* [Exercise goal]: Render all of the material below as a two-column CSV with the headers input and output, giving one row for each text and its answer. Place each value in a single quoted field with line breaks replaced by spaces, and leave out the pictures.

########

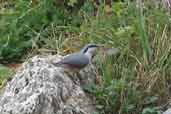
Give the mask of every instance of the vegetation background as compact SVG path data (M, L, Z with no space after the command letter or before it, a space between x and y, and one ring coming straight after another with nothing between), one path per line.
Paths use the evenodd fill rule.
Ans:
M35 54L66 54L89 42L120 49L100 60L85 87L97 114L160 114L171 96L171 1L1 0L0 85Z

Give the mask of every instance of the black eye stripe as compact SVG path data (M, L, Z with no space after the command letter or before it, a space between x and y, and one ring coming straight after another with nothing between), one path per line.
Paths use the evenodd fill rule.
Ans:
M87 50L88 50L88 48L95 48L95 47L98 47L97 45L89 45L89 46L87 46L85 49L84 49L84 51L83 51L83 53L85 53L85 52L87 52Z

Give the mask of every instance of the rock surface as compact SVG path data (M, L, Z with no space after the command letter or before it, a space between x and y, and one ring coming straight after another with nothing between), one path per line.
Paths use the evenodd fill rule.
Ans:
M94 67L73 76L49 61L60 56L35 56L7 83L0 97L0 114L92 114L93 100L82 83L94 81Z

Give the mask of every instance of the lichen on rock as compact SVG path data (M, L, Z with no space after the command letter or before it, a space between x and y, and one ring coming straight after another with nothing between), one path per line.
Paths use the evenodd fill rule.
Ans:
M71 78L63 68L49 62L60 59L61 56L35 56L25 62L0 97L0 114L93 113L93 102L83 91L79 77ZM93 82L93 66L79 75L84 84Z

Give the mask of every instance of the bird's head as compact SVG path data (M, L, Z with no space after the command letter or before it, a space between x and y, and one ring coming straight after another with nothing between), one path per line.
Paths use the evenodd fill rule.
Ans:
M98 47L102 47L102 45L99 44L87 44L86 46L81 49L81 53L87 55L90 59L93 57L95 50Z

########

* [Response]:
input,output
"Give the mask of every instance of the vegetation background as compact SVG path data (M, L, Z with no space after the command letter or before it, a space between x and y, and one ring coming straight after another with nothing between), one path per line. Paths use the evenodd fill rule. Ans:","M35 54L66 54L89 42L120 49L100 60L85 87L97 114L160 114L171 96L171 1L1 0L0 85Z"
"Give the mask of every instance of the black eye stripe as compact SVG path data (M, L, Z with no space after the command letter or before it, a space between x and y, and one ring coming straight after another with nothing between), one path per line. Paths use the evenodd fill rule. Ans:","M87 50L88 50L88 48L95 48L95 47L98 47L97 45L89 45L89 46L87 46L85 49L84 49L84 51L83 51L83 53L85 53L85 52L87 52Z"
"Give the mask of every instance of the rock surface as compact SVG path data (M, L, Z with no space after the command letter or before it, a space between x and y, and one ring coming straight after another with nothing between), one path per line. Paths use the evenodd fill rule. Ans:","M94 67L73 76L49 61L60 56L35 56L7 83L0 97L0 114L92 114L93 100L82 83L94 81Z"
"Give the mask of every instance of the lichen on rock as compact SVG path data (M, L, Z with no space after the command letter or before it, a space between x and y, and one ring coming straight after another with nothing between), one path per line. Paths use the evenodd fill rule. Ans:","M71 78L63 68L49 62L60 59L61 56L35 56L25 62L0 97L0 114L93 113L93 102L83 91L79 77ZM93 82L93 66L79 75L84 84Z"
"Give the mask of every instance of the bird's head as compact SVG path data (M, L, Z with no space after the command letter or before it, a space between x and y, and one ring coming straight after another with nothing between), one path per line. Paths use the evenodd fill rule. Ans:","M98 47L102 47L102 45L99 44L87 44L86 46L81 49L81 53L87 55L90 59L93 57L95 50Z"